* Questions à traiter:
#1 Transcrivez mot pour mot, dans le texte sur les danses marquisiennes, tout ce qui va de « Autre incontournable, la » jusqu'à « par les danseurs. ».
#2 Reprenez le texte sur les danses marquisiennes à la suite de sa dernière phrase.

* Texte à lire:
Les choses sérieuses peuvent enfin commencer. D’abord le rythme. Une vingtaine de percussionnistes qui s’usent les mains sur des peaux de chèvres. Cela prend rapidement beaucoup d'ampleur.
Une cinquantaine de danseurs envahissent ensuite le « paepae », emmenés par le « tuhuka », le maître du savoir. Majestueux.
Les six délégations se succèdent, des heures durant. La tradition impose quelques figures, comme le « Putu » avec lequel les hommes souhaitent la bienvenue, ou le « Ruu » que les femmes dansent à genoux dans le but de calmer les esprits, mais pour le reste, chaque délégation est libre de traiter ses thèmes et raconter ses légendes comme bon lui semble.
Les nouvelles générations mettent l’accent sur le « Haka Toua », une impressionnante danse de guerriers que les jeunes exécutent avec une jubilation jouissive, encouragés par les cris des danseuses, alors cantonnées au rôle de spectatrices. Après ce « Haka », le sol est recrépi de morceaux de costume.
Autre incontournable, la danse de l’oiseau, « Haka Manu », toute en grâce et en douceur, qui met en évidence une danseuse soliste. Nuku Hiva lui préfère le « Maha’u », la danse du cochon, réservée aux hommes, qui fut interdite jadis par les missionnaires à cause de ses connotations érotiques et du râle particulier émis par les danseurs.
Tahuata est la seule île à faire la danse de la pieuvre durant laquelle les femmes anéantissent un à un les hommes. Hiva Oa se distingue pas la qualité de ses costumes. Nuku Hiva vient offrir aux organisateurs un tambour sculpté de plus de trois mètres de haut. Fatu Hiva organise un « tir à la branche » entre ses danseurs et les chefs des autres délégations. Ua Pou fait virevolter des torches enflammées. Ua Huka invite symboliquement un cavalier dans sa chorégraphie…
Durant les danses, les étrangers sont patients, attentifs, émus par l’enthousiasme des enfants, la fierté des pères et la sérénité des femmes. Ils photographient, en noir et blanc de préférence, filment en gros plans, s’improvisent ethnologues et s’appliquent à faire disparaître toute trace de pick-up ou de téléphones portables. Ils aimeraient ne pas entendre la tronçonneuse qui sculpte à proximité une pirogue, ou la meuleuse qui polit un tiki de pierre. Ni entendre un commentateur bilingue lancer : « on vous demande d’applaudir ce chant magnifique dans la plus pure tradition marquisienne ».

Données d'ancrage texte-région

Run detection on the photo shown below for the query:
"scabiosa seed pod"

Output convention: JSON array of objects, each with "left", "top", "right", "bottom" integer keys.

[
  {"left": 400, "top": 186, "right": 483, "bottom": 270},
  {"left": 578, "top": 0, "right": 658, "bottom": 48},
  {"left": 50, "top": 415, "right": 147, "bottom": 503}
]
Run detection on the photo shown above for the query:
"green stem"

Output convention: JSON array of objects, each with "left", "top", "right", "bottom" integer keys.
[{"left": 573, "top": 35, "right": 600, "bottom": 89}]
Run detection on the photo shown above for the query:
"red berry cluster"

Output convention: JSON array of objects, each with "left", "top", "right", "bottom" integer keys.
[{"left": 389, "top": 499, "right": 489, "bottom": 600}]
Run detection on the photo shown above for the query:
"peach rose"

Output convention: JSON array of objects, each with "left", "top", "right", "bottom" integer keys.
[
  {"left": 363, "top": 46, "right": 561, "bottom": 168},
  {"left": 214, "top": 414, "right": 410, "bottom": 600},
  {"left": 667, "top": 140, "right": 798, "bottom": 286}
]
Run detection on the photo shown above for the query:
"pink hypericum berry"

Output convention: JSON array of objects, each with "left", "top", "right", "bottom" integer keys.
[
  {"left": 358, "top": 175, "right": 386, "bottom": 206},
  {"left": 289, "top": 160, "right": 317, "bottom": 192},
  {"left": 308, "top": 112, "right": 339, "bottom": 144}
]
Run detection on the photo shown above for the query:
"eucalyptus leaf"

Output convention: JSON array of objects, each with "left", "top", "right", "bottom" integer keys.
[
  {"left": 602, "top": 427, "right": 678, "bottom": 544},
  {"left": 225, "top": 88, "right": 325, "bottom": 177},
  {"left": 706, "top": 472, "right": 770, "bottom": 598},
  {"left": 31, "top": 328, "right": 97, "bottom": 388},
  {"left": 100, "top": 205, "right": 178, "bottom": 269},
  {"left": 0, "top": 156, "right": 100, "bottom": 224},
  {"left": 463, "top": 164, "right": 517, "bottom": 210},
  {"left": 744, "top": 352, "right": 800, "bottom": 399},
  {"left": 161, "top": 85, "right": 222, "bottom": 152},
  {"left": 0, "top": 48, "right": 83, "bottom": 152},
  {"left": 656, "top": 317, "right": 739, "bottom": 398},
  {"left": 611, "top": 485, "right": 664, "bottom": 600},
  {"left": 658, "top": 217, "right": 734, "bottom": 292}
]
--
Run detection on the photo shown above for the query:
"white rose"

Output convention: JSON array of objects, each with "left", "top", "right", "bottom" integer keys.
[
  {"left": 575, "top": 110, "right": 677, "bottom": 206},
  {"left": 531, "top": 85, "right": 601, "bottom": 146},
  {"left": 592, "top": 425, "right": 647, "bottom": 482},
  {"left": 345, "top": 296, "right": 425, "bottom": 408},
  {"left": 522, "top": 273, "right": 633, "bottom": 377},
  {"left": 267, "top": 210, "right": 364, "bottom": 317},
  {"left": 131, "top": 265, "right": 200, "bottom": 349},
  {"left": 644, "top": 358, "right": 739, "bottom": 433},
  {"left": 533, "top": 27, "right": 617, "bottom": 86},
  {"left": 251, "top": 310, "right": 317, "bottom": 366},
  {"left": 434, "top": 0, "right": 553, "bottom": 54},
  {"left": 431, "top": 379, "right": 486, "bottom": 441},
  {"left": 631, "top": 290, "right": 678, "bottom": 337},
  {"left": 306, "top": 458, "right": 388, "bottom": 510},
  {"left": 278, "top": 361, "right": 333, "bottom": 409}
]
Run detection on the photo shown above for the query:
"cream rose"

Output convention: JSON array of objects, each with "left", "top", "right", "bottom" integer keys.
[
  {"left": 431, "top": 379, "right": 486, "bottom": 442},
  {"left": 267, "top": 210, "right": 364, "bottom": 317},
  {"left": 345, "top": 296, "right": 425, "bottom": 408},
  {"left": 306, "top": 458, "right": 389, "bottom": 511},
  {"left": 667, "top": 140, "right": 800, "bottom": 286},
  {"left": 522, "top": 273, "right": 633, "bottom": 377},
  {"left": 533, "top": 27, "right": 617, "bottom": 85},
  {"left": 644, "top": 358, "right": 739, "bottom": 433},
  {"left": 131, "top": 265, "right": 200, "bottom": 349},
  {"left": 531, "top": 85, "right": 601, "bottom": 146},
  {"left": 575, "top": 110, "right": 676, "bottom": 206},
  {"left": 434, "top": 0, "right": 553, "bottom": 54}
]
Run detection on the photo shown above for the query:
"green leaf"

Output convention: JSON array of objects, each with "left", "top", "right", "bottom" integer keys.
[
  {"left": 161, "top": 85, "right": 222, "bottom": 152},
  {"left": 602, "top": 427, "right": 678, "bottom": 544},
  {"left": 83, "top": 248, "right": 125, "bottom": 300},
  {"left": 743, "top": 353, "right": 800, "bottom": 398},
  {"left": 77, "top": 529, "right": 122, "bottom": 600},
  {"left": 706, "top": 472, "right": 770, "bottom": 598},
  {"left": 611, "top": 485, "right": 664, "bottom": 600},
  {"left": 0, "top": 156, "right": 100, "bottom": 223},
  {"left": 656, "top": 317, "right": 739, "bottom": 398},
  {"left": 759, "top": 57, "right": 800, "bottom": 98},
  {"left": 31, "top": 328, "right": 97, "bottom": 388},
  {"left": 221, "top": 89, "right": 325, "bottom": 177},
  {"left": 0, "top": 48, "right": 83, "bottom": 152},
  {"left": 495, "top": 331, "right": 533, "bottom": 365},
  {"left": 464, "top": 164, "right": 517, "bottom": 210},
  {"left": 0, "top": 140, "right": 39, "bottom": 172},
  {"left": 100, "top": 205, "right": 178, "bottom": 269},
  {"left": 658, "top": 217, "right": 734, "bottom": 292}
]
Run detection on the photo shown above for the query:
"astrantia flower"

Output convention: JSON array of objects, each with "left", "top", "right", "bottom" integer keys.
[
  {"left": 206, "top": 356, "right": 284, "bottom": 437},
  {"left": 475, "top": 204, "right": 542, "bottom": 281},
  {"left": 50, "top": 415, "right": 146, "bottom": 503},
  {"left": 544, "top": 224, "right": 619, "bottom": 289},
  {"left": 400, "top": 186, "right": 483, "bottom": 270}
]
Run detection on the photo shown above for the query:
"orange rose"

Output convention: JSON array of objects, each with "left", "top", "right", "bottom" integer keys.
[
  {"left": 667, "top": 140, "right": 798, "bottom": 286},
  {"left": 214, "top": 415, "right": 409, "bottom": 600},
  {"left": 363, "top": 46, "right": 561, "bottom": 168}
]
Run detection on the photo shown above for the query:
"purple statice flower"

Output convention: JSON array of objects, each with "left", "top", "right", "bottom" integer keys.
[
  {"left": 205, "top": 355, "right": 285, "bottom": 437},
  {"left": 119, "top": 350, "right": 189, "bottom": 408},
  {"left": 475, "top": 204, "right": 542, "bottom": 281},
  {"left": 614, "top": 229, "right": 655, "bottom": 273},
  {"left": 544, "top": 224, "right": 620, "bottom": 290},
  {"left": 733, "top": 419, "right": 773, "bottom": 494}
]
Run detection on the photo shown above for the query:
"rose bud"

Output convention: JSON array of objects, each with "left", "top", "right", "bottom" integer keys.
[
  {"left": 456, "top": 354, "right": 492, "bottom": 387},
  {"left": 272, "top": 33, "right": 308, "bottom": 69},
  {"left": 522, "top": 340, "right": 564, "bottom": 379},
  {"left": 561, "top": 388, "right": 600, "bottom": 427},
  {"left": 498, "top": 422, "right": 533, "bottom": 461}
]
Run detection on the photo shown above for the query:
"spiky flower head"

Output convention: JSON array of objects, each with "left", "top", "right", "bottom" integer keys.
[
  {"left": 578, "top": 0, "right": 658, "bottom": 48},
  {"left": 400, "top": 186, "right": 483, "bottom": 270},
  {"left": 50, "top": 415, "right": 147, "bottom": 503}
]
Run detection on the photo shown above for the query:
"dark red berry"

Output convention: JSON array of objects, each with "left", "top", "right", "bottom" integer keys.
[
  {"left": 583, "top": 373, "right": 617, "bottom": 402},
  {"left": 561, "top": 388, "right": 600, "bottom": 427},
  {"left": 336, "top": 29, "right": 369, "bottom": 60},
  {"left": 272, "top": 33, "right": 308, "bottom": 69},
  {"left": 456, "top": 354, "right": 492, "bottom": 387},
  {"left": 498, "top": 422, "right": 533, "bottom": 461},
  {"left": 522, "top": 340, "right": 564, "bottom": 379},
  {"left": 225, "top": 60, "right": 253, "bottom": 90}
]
---
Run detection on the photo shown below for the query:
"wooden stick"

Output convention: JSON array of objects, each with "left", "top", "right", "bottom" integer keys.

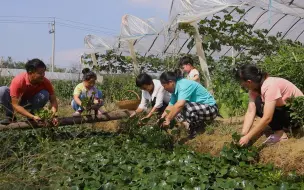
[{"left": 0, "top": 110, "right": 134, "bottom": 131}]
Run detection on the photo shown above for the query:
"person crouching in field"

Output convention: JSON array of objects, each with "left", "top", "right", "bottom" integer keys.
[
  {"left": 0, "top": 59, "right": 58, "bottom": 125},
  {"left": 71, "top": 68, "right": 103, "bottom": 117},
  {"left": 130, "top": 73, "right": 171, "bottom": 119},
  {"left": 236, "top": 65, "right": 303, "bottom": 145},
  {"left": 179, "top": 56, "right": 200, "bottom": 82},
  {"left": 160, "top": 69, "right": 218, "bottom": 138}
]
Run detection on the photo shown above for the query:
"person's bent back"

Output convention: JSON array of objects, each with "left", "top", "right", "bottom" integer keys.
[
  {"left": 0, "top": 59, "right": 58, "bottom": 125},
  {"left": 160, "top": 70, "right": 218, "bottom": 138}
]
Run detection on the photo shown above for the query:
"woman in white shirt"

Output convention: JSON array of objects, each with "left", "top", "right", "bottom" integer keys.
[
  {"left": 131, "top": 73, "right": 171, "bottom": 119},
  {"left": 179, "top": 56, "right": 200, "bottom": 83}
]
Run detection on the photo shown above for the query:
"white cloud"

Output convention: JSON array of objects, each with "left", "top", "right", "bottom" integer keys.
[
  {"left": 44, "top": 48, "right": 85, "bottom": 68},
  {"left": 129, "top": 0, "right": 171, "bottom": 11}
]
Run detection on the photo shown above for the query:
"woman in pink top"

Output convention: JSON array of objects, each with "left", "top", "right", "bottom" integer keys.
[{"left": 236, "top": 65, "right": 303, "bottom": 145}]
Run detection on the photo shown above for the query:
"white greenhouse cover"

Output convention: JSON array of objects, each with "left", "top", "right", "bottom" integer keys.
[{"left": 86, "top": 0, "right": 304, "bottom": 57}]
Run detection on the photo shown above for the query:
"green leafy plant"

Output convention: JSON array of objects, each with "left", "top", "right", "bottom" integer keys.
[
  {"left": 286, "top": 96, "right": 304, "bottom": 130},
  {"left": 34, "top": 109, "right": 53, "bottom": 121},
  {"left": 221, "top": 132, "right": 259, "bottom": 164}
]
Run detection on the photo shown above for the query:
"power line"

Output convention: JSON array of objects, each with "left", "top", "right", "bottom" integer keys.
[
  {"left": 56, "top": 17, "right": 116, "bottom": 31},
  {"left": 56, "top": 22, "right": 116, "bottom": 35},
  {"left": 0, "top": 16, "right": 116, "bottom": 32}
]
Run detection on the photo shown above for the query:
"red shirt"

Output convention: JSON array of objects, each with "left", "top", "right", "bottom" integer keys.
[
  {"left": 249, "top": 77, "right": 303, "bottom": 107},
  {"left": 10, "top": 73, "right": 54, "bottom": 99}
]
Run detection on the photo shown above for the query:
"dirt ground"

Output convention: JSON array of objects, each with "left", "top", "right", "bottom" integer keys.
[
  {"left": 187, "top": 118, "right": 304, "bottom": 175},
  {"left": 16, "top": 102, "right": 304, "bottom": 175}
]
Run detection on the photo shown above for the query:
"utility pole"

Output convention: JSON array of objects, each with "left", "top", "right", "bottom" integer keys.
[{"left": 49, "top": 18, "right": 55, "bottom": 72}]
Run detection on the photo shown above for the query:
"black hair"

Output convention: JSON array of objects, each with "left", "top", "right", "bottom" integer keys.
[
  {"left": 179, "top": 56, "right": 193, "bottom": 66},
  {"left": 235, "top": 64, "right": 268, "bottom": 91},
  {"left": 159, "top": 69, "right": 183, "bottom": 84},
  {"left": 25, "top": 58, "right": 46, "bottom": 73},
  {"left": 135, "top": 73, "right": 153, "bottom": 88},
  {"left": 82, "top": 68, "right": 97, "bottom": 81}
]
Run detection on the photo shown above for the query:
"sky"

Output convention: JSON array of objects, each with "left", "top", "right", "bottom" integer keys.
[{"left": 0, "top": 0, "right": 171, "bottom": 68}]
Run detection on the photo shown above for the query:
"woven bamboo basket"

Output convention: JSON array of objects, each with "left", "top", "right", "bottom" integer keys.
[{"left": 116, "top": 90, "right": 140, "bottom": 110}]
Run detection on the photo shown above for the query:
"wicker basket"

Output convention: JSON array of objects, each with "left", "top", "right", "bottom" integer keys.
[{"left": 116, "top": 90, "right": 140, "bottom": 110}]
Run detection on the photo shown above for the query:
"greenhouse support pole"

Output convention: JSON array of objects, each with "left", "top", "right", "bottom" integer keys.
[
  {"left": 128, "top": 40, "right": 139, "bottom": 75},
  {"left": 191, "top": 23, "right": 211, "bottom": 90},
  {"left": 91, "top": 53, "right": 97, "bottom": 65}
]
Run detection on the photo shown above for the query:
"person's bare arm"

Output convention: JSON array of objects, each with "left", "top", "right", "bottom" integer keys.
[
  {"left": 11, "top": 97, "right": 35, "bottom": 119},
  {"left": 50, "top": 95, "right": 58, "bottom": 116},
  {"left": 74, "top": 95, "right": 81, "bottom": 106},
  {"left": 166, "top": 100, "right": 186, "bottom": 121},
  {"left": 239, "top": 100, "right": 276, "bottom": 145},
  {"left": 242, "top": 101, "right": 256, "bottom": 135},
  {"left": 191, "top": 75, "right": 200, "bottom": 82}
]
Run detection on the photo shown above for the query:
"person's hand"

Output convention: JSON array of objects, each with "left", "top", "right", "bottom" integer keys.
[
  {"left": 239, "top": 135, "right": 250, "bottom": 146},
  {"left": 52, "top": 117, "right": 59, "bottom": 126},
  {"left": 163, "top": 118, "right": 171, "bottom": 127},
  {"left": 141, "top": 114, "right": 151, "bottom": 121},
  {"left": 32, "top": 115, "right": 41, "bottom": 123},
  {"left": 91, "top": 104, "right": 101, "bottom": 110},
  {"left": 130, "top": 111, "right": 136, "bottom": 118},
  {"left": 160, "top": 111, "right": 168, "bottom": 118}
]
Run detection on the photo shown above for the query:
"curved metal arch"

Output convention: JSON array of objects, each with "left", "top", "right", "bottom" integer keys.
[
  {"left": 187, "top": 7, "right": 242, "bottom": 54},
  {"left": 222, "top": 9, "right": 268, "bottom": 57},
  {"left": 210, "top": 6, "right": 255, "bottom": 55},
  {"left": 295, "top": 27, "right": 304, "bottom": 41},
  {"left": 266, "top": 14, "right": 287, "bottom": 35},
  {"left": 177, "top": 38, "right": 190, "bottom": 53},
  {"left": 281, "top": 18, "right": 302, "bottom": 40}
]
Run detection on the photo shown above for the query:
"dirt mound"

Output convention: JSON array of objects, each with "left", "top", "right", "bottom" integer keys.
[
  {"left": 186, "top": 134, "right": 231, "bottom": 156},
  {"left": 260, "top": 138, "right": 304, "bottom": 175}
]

* Liste des réponses:
#1
Autre incontournable, la danse de l’oiseau, « Haka Manu », toute en grâce et en douceur, qui met en évidence une danseuse soliste. Nuku Hiva lui préfère le « Maha’u », la danse du cochon, réservée aux hommes, qui fut interdite jadis par les missionnaires à cause de ses connotations érotiques et du râle particulier émis par les danseurs.

#2
Les étrangers aimeraient avoir gommé l’ère des missionnaires et retrouver des tribus cannibales qui s’affrontent sur les hauts plateaux : une société de guerriers sanguinaires et de femmes lascives. En fait, ils sont émus par ce que leurs ancêtres - explorateurs, missionnaires, colons, puis exploitants - ont détruit scrupuleusement...
« Je comprends alors la passion, la folie, la duperie des récits de voyage. Ils apportent l’illusion de ce qui n’existe plus et qui devrait être encore, pour que nous échappions à l’accablante évidence que 20'000 ans d’histoire sont joués. »
Claude Lévi-Strauss, Tristes tropiques, 1955 (!).
Le public marquisien, lui, n’hésite pas à rire à gorge déployée lorsqu’un costume glisse et laisse apparaître un caleçon Calvin Klein peu ragoutant. Ils filment vaguement, rient des imprécisions et se moquent des gestes maniérés des « hommes-danseuses ». Les Marquisiens ne se prennent pas au sérieux. Pourtant, ce festival est la victoire de tout un peuple. Dans les années 30, ils ont failli disparaître à cause des maladies et de l’alcool, importés par les étrangers. En 1980, les enfants se faisaient encore battre s’ils parlaient leur langue à l’école…
Aujourd’hui, les Marquisiens, moins de 10'000 âmes, ont su se refaire une santé identitaire : des danses, des chants, une langue, un artisanat, une mythologie, des costumes, des rythmes et une certaine joie de vivre.